### TASK GOAL
Please print each entry below exactly as it reads.

Saved entries:
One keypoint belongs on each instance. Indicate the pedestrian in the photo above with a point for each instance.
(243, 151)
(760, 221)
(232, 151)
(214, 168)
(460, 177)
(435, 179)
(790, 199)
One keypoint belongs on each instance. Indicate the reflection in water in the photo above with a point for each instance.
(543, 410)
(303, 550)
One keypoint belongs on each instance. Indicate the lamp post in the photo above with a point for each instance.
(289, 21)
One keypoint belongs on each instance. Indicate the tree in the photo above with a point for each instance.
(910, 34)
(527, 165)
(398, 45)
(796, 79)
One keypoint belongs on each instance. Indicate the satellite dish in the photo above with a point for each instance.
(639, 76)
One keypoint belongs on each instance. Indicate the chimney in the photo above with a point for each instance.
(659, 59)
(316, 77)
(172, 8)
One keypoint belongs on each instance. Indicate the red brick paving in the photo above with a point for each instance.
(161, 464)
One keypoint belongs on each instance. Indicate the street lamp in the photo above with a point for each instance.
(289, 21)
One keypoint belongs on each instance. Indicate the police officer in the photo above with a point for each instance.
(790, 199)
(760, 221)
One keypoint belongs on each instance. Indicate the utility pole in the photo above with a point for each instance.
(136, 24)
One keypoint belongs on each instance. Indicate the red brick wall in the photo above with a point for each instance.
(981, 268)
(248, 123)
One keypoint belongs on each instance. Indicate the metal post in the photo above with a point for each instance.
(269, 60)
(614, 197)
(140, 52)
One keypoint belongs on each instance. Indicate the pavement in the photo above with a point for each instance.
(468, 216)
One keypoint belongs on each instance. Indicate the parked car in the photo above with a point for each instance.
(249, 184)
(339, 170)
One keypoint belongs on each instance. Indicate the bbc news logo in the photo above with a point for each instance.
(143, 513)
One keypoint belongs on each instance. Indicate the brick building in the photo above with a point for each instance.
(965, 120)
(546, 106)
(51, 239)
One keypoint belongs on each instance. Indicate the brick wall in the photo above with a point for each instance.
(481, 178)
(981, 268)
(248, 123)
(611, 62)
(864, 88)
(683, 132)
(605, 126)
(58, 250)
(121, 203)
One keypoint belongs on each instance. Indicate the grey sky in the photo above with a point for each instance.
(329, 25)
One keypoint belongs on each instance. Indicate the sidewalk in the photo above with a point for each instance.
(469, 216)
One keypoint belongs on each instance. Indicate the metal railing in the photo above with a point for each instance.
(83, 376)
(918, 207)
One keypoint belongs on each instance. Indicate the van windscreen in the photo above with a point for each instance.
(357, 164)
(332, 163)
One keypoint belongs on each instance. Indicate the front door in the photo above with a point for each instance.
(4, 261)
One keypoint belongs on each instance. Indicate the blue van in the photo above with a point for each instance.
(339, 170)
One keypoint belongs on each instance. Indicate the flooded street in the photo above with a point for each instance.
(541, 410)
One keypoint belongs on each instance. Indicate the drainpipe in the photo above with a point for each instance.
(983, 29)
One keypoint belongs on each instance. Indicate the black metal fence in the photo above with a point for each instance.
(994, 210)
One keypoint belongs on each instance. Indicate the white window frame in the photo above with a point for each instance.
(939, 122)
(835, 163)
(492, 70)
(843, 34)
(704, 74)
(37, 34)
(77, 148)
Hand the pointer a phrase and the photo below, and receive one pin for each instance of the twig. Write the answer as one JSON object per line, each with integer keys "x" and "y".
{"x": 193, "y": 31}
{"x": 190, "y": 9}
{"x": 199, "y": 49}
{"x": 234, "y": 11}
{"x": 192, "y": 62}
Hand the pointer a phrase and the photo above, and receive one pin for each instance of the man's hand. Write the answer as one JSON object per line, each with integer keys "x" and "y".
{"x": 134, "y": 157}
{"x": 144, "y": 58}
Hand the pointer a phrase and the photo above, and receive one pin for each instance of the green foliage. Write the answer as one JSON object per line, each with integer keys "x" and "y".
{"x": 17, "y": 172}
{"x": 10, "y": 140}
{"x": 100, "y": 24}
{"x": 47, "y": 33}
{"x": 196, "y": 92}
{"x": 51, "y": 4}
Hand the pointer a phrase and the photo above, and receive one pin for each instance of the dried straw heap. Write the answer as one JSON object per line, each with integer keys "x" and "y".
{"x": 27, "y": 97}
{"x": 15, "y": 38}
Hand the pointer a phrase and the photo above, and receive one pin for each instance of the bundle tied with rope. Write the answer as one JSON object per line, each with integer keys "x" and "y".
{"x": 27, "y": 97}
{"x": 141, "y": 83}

### SOLUTION TO THIS PROBLEM
One keypoint belongs on each instance. Indicate the pedestrian in the photo above with a point for each instance.
(243, 151)
(760, 221)
(232, 151)
(214, 168)
(460, 177)
(435, 179)
(790, 199)
One keypoint belongs on each instance. Indicate the reflection in water in the photo above with a point for each instance.
(543, 410)
(303, 550)
One keypoint belongs on each instance. Indicate the lamp post in the photo above with a point for each instance.
(289, 21)
One keypoint belongs on each instance. Indicate the tree in the photo above with a point for each instance.
(910, 34)
(527, 165)
(398, 45)
(796, 79)
One keypoint belongs on each instance. Indicate the satellite dish in the photo above with a point for each instance.
(639, 76)
One keypoint belongs on each instance. Indicate the chimney in the photo above with a point for each instance.
(659, 59)
(316, 77)
(172, 8)
One keypoint belongs on each instance. Indicate the red brick paving in the photo above with a point for each instance.
(161, 464)
One keypoint belongs on each instance. Indicate the street lamp in the photo above with a point for each instance.
(289, 21)
One keypoint belongs on each instance. Indicate the police officer in the photo above with a point for each instance.
(790, 199)
(760, 221)
One keypoint belongs on each instance. Indicate the utility pole in the photo above with a point for each instance.
(136, 24)
One keypoint belongs on each instance. Indicate the red brick wall in the photo above with a point for each instance.
(981, 268)
(248, 123)
One keypoint belongs on each instance. Indicate the metal post in the photo above with a point for each instance.
(269, 60)
(614, 197)
(140, 52)
One keypoint belongs on each instance. Indicate the pavement in the photo above with a point for each instance.
(468, 216)
One keypoint belongs on each instance. Indicate the parked car in the photo above with a point for each instance.
(249, 184)
(339, 170)
One keypoint belongs on each instance. Indicate the bbc news logo in the photo above with a point for each instance.
(143, 513)
One keypoint belongs on each instance. Indicate the brick building in the photo above with a point for each instance.
(965, 120)
(546, 106)
(51, 239)
One keypoint belongs on each instance. Indicate the brick wall in the photo above with a point for each instance.
(481, 178)
(981, 268)
(248, 123)
(611, 62)
(864, 88)
(683, 132)
(605, 126)
(58, 250)
(121, 203)
One keypoint belongs on each instance. Indicate the grey sky in the photo above with a point for each instance.
(329, 25)
One keypoint belongs on each instance. Indicate the sidewalk in the photo above with a point for each instance.
(469, 216)
One keypoint belongs on each instance. Indicate the metal railing in the photo above with a point for each instance.
(83, 376)
(918, 207)
One keypoint belongs on each instance. Indicate the van windscreen in the photo above with a point for each instance.
(357, 164)
(332, 163)
One keypoint belongs on each instance. Indicate the front door in the photo above with a point for each instance.
(4, 261)
One keypoint belongs on each instance. Indicate the blue van in the photo above with a point for each instance.
(339, 170)
One keypoint belongs on each instance. Indicate the flooded street in the photo above with a point for each instance.
(541, 410)
One keypoint belongs on each instance. Indicate the drainpipe in the photo above with a point for each instance.
(983, 29)
One keypoint belongs on each instance. Indicate the black metal fence in the photo above with a point for each instance.
(994, 210)
One keypoint belongs on each instance. Indicate the white window frame in the photo above with a point for each instance.
(939, 122)
(835, 163)
(492, 70)
(843, 34)
(704, 74)
(37, 34)
(77, 148)
Hand the pointer a phrase and the photo below, and receive one pin for each instance of the twig. Write the answer as one JSON object per line, each with integer keys "x" and "y".
{"x": 193, "y": 31}
{"x": 190, "y": 9}
{"x": 199, "y": 49}
{"x": 234, "y": 11}
{"x": 192, "y": 62}
Hand the pointer a phrase and the photo above, and receive one pin for each instance of the man's hand. Write the answer as one JSON object per line, each with integer keys "x" and "y".
{"x": 134, "y": 157}
{"x": 144, "y": 58}
Hand the pointer a phrase and the photo above, and receive one pin for each instance of the green foliage. Write the answer as one JSON object per line, each with integer keys "x" and "y".
{"x": 17, "y": 172}
{"x": 10, "y": 140}
{"x": 100, "y": 24}
{"x": 47, "y": 33}
{"x": 196, "y": 92}
{"x": 51, "y": 4}
Hand the pointer a phrase and the photo above, and receive one pin for each instance of the dried straw heap. Write the answer as one JSON object per line, each with integer keys "x" and "y".
{"x": 27, "y": 97}
{"x": 15, "y": 38}
Hand the pointer a phrase and the photo above, and receive one pin for each instance of the bundle tied with rope. Write the answer as one JSON object per line, each with integer keys "x" and "y".
{"x": 27, "y": 97}
{"x": 141, "y": 83}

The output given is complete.